■ **CONSIGNE 1**:
Répondez aux questions suivantes sur l'extrait consacré à la capture d'armes destinées au Hezbollah.
(a) Par quel pays les armes saisies devaient-elles transiter?
(b) Depuis quand le Hezbollah viole-t-il la résolution du Conseil de sécurité, selon l'État hébreu?
(c) Au sud de quel fleuve se situe la région dont la démilitarisation est visée?
■ **CONSIGNE 2**: Rédigez la suite de l'extrait consacré à la capture d'armes destinées au Hezbollah, en partant de sa dernière phrase.

■ **EXTRAIT DE PAGE**:

Pour l’Etat hébreu, cette capture (considérée comme une « goutte d’eau » dans l’océan de centaines d’autres envois maritimes venus d’Iran) est la preuve formelle que le Hezbollah – ­auquel ces armes étaient destinées via la Syrie – n’a cessé de violer depuis août 2006 la résolution 1 701 du Conseil de sécurité de l’Onu censée instaurer un cessez-le-feu au Liban-Sud par le renforcement des forces de la Finul en vue de rendre enfin effective la démilitarisation de la région située au sud du fleuve Litani.

■ **JEU DE DONNÉES**:
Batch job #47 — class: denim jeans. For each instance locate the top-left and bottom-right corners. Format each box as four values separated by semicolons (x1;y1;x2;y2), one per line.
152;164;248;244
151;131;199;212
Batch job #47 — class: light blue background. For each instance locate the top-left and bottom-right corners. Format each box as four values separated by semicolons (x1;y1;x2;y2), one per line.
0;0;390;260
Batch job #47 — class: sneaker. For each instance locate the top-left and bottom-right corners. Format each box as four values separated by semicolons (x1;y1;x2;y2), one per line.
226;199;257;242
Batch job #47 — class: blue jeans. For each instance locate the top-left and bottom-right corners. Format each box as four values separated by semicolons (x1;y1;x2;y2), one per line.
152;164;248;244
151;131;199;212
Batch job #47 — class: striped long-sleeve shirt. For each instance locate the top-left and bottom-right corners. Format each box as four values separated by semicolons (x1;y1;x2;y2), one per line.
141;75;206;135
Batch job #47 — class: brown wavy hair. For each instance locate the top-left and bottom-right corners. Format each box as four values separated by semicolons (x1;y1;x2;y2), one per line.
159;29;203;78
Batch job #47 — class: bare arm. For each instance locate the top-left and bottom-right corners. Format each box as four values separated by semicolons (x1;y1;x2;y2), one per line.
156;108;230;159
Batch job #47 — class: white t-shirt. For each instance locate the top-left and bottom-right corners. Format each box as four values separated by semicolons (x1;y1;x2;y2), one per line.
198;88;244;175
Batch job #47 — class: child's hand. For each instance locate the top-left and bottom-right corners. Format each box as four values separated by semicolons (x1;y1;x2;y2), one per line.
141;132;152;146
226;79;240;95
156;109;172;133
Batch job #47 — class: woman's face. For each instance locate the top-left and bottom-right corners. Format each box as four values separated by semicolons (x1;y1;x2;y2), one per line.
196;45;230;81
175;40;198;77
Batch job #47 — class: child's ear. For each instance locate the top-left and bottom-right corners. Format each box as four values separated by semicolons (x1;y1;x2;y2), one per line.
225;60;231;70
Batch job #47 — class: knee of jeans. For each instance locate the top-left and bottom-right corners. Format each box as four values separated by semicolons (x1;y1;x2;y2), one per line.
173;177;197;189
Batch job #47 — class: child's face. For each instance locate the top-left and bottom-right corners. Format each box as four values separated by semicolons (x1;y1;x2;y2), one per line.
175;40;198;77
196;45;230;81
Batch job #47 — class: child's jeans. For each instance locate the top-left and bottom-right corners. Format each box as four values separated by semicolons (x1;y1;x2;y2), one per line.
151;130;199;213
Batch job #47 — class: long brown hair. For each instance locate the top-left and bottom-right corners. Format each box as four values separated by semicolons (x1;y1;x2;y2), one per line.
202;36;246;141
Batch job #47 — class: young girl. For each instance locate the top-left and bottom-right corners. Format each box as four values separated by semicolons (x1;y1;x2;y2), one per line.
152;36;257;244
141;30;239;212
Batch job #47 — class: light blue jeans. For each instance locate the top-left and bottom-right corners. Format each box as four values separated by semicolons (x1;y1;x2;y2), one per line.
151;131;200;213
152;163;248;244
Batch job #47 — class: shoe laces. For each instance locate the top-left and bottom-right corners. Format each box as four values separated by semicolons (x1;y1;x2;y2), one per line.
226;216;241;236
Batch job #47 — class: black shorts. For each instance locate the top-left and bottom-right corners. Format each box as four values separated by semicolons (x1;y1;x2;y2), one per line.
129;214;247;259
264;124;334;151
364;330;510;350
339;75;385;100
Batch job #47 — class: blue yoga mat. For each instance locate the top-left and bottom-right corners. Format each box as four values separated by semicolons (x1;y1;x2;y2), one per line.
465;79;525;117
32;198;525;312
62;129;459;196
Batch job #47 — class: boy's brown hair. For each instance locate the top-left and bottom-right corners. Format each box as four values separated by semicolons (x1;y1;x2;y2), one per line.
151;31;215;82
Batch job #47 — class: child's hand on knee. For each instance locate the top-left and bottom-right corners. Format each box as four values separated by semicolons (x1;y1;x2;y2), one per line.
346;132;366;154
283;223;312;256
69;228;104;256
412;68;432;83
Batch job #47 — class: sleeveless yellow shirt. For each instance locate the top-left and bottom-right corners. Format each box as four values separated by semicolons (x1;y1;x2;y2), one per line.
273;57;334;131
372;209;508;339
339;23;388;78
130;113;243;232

■ **RÉPONSE RÉDIGÉE 1**:
(a) Par la Syrie.
(b) Depuis août 2006.
(c) Au sud du fleuve Litani.

■ **RÉPONSE RÉDIGÉE 2**:
Le Hezbollah se réarme grâce à l'axe Iran-Syrie

Or rien ne se passe comme prévu : voilà plus de trois ans que le Hezbollah se réarme à outrance grâce à l’axe Iran-Syrie, à tel point qu’il aurait réussi – à la barbe des soldats plutôt passifs de la Finul – à stocker quelque 60 000 roquettes et missiles dont le tiers peut toucher, comme l’a précisé voilà quelques jours le cheikh Hassan Nasrallah, numéro 1 de la milice chiite, « toutes les villes et tous les sites stratégiques du territoire israélien ». Pire encore : fidèle à sa stratégie du « poisson dans l’eau », le Hezbollah a éparpillé et caché ces énormes arsenaux dans les sous-sols de 180 petits villages à majorité chiite du Liban-Sud, tous transformés en « places fortes ».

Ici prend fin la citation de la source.